Across the entries below, count the lines in which the word "wooden" occurs. Reply with the count alone.

(Stored dataset items)
----------

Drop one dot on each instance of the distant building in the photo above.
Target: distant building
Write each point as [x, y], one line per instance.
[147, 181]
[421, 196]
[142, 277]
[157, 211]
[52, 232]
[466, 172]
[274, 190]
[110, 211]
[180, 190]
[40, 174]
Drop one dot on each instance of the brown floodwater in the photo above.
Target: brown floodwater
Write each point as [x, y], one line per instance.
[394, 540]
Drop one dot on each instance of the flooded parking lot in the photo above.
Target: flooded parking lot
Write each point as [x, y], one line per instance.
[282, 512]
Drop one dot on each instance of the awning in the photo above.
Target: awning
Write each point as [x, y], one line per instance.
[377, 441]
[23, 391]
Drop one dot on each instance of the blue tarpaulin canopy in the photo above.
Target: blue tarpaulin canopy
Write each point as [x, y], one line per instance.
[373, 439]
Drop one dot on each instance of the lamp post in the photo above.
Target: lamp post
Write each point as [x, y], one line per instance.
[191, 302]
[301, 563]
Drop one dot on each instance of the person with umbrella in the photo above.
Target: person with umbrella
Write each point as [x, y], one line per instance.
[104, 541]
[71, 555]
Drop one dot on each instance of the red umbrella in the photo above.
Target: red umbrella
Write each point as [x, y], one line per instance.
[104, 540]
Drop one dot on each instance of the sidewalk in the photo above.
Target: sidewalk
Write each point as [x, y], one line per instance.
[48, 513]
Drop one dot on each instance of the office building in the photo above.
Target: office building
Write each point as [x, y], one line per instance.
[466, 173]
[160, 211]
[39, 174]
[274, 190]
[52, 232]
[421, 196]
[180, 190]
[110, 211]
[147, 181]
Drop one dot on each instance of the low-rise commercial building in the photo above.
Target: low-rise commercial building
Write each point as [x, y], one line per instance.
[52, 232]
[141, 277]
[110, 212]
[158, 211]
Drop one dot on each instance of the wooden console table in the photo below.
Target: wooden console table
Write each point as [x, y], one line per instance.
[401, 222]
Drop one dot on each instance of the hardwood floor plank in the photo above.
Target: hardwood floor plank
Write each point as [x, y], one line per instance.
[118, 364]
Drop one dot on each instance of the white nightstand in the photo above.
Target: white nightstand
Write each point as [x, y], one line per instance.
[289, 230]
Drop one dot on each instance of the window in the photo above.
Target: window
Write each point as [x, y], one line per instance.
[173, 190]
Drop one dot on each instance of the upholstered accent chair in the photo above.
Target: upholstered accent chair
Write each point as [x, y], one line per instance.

----------

Reply:
2